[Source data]

*****

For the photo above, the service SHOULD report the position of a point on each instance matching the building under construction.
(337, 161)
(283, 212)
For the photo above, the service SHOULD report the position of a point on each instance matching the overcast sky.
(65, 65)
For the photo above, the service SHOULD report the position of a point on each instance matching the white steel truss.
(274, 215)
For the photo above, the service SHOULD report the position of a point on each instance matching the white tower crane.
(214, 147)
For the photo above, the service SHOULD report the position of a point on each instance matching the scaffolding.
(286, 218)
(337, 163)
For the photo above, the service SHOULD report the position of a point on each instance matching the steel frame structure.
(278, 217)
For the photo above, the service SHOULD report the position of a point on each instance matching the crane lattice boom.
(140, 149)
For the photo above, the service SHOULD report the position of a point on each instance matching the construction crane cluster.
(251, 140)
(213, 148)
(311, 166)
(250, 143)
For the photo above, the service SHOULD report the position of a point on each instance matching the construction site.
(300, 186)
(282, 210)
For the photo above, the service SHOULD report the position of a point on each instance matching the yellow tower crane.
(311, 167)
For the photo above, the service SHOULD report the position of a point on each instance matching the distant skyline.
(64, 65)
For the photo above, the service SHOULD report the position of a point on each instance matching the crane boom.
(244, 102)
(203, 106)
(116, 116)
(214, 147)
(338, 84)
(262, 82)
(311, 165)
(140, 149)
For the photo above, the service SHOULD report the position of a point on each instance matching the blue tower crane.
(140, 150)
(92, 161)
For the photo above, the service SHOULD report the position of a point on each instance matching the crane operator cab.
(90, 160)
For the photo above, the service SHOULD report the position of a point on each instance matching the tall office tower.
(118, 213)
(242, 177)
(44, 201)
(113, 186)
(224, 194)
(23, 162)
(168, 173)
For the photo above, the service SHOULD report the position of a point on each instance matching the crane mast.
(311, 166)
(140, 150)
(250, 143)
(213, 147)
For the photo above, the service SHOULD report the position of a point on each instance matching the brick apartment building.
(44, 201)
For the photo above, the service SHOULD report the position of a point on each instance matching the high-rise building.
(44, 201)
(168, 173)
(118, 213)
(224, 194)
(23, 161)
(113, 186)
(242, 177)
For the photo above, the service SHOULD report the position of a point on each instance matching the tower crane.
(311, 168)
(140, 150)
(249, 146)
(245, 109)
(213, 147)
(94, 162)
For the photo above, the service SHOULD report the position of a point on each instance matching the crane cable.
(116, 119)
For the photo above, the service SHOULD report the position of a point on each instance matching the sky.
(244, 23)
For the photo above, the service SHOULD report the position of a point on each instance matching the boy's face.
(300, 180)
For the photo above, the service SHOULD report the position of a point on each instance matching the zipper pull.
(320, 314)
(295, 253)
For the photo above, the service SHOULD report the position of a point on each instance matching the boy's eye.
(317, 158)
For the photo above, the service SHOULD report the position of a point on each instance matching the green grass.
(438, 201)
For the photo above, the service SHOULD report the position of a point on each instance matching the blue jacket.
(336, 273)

*****

Work to complete:
Output all of the data again, exactly.

Completed exercise:
For the photo above, the service SHOULD report the position of a point on each instance matching the building under construction.
(337, 161)
(283, 212)
For the photo above, the service SHOULD report the position of a point on each instance matching the overcast sky.
(65, 65)
For the photo above, the service SHOULD report the position of a point on each instance matching the white steel truss.
(274, 215)
For the photo above, the service SHOULD report the position of a point on each instance matching the white tower crane.
(214, 147)
For the photo above, the service SHOULD report the position of a point on each instance matching the scaffolding.
(286, 218)
(337, 163)
For the photo above, the service SHOULD report the position of a point on each instance matching the steel frame structure.
(278, 217)
For the photo above, the service SHOULD report the position of a point on each instance matching the crane lattice boom.
(140, 149)
For the photo above, the service SHOULD report the position of a point on each instance matching the construction crane cluster.
(251, 140)
(213, 148)
(311, 166)
(250, 143)
For the photo above, the service SHOULD report the position of a point on each instance matching the construction site.
(300, 186)
(282, 210)
For the photo above, the service SHOULD report the position of a point on each instance matching the yellow tower crane.
(311, 167)
For the photo above, the service SHOULD report the position of a point on each instance matching the distant skyline.
(64, 65)
For the photo above, the service SHOULD report the position of a point on each instance matching the crane boom.
(244, 102)
(203, 106)
(116, 116)
(214, 147)
(338, 84)
(262, 82)
(311, 165)
(140, 149)
For the photo above, the service SHOULD report the position of a point on each instance matching the blue tower crane.
(140, 150)
(92, 161)
For the photo above, the service SHOULD report the position of a point on each instance matching the crane operator cab.
(90, 160)
For the photo above, the service SHOULD report the position of a point on each instance matching the tall office tower.
(118, 213)
(242, 177)
(44, 201)
(113, 186)
(224, 194)
(23, 162)
(168, 173)
For the photo above, the service SHOULD report the position of a point on each instance matching the crane mast.
(311, 166)
(140, 150)
(250, 143)
(213, 147)
For the photo above, the service SHOULD report the position of a point on each instance matching the brick apartment building.
(44, 201)
For the photo above, the service SHOULD report the position of a point on each instance matching the high-rise building.
(44, 201)
(168, 173)
(118, 213)
(224, 194)
(23, 161)
(113, 186)
(242, 177)
For the photo above, the service SHOULD report the position of a point on each instance matching the tower crane.
(311, 168)
(140, 150)
(249, 146)
(245, 109)
(213, 147)
(94, 162)
For the photo above, the service SHOULD report the position of a point on each instance matching the crane cable.
(116, 119)
For the photo above, the service SHOULD report the position of a point on each instance matching the sky.
(244, 23)
For the photo above, the service SHOULD report the position of a point on each instance matching the boy's face.
(300, 180)
For the photo above, the service SHOULD report the position of a point on each instance matching the zipper pull.
(320, 314)
(295, 253)
For the photo above, the service SHOULD report the position of a point on each instance matching the boy's eye.
(317, 158)
For the photo above, the service SHOULD report the position of a point on each instance matching the green grass.
(438, 201)
For the photo above, the service SHOULD report the position of a point on each instance matching the blue jacket.
(336, 273)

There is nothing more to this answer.